[Stored items from a collection]
..............................
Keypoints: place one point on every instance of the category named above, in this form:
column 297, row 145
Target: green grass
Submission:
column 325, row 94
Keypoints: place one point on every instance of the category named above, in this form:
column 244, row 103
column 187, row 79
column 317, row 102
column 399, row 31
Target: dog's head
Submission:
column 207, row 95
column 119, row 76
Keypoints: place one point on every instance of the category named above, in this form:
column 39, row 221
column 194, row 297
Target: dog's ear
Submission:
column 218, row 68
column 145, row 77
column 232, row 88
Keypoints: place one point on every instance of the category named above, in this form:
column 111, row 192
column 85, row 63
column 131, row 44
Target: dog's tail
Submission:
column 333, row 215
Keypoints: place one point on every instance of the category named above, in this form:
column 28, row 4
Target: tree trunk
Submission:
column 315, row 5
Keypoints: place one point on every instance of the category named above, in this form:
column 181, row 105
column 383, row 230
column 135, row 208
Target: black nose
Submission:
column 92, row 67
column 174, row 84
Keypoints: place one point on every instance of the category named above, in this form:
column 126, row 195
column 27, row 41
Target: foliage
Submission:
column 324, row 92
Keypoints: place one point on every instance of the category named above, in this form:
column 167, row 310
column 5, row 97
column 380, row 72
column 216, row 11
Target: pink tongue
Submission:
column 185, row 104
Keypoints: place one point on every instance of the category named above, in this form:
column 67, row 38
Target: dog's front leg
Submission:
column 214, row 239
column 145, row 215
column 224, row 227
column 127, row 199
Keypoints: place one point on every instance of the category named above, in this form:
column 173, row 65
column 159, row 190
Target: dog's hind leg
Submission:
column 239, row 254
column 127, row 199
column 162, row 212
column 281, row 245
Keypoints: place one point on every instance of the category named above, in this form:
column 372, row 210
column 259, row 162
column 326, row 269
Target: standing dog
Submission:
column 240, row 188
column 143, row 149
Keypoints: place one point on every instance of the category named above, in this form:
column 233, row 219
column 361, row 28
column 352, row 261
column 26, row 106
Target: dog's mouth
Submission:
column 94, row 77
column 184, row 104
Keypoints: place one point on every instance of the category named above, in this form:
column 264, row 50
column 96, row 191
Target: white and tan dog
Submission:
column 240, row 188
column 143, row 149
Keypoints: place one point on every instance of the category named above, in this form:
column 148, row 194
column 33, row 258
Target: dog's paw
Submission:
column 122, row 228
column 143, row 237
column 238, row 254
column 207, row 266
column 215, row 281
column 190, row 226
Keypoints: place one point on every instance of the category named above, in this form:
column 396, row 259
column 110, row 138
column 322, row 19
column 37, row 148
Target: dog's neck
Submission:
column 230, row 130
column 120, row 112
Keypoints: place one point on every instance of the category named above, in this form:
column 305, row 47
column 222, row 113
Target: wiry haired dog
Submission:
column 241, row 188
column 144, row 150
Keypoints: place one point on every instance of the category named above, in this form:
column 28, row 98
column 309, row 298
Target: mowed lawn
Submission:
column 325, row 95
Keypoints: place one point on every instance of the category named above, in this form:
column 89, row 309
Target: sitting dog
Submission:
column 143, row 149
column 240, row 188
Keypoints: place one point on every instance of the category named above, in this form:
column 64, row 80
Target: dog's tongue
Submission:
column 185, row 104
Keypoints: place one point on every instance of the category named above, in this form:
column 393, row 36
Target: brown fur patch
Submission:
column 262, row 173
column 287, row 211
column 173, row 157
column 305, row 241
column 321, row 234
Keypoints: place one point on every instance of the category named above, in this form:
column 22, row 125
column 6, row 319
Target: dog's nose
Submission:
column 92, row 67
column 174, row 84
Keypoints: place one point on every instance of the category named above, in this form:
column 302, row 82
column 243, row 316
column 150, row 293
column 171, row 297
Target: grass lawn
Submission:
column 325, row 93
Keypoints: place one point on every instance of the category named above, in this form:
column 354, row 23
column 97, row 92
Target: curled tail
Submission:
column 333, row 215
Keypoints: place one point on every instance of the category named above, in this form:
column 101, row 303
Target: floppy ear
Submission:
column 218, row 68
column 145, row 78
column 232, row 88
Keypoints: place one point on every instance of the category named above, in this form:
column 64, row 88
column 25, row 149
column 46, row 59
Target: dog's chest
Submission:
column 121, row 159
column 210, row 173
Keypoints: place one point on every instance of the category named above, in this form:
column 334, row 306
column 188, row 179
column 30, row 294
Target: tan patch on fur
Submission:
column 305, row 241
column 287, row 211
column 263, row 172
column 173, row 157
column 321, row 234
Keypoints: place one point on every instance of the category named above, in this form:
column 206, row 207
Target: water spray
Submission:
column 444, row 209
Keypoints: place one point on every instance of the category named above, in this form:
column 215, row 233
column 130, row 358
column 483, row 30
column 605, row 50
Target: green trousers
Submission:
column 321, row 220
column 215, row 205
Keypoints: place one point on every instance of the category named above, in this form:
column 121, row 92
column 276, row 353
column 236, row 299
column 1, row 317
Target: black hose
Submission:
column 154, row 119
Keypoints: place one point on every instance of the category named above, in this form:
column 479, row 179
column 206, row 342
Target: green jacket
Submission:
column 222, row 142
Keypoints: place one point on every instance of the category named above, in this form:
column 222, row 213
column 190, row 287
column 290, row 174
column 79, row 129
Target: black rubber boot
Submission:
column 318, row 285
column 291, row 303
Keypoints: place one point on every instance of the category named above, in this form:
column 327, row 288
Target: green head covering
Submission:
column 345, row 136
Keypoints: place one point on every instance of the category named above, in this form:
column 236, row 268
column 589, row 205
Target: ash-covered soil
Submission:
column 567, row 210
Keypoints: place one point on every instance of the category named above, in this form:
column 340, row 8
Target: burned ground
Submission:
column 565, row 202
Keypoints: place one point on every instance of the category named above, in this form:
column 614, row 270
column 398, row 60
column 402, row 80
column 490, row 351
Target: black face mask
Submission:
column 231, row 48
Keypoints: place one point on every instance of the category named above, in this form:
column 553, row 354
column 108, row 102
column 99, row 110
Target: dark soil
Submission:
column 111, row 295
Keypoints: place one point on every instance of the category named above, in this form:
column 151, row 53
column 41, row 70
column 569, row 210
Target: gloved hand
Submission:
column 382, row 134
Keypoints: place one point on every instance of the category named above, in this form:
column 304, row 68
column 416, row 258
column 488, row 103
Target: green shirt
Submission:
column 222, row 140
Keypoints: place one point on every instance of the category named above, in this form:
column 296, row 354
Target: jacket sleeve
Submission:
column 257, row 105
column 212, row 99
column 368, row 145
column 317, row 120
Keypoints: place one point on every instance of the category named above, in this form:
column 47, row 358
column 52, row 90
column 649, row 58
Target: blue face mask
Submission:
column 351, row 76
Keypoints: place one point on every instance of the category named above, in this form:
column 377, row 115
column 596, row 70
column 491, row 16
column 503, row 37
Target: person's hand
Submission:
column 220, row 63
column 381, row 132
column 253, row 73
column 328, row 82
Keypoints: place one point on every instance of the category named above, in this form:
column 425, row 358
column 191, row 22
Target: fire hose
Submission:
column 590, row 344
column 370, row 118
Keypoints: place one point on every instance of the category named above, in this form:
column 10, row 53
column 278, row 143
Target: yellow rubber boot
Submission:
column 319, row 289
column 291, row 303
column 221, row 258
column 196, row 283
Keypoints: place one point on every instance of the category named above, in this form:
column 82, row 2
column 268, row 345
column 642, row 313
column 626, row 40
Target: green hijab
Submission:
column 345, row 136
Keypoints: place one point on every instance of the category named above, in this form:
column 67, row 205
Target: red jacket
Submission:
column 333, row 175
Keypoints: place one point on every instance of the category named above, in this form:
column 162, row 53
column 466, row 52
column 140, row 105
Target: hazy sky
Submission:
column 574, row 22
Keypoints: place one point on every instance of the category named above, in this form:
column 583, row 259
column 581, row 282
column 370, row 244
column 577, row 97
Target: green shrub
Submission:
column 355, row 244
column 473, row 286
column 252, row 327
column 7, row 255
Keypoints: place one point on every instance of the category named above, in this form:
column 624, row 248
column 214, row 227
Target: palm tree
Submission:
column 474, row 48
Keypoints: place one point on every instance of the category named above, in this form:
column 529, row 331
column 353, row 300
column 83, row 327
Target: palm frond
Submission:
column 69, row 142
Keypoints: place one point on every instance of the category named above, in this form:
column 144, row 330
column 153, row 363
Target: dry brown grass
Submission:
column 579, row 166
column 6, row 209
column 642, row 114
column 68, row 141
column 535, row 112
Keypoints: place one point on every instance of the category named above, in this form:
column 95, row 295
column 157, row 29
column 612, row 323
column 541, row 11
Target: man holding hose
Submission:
..............................
**Your task**
Can you lay out everything from the start of the records down to the line containing "column 325, row 94", both ends included, as a numbered list with blank lines left out?

**Completed task**
1. Keypoints: place one point on every instance of the category named above, in this form:
2. column 297, row 145
3. Target: green grass
4. Submission:
5. column 325, row 94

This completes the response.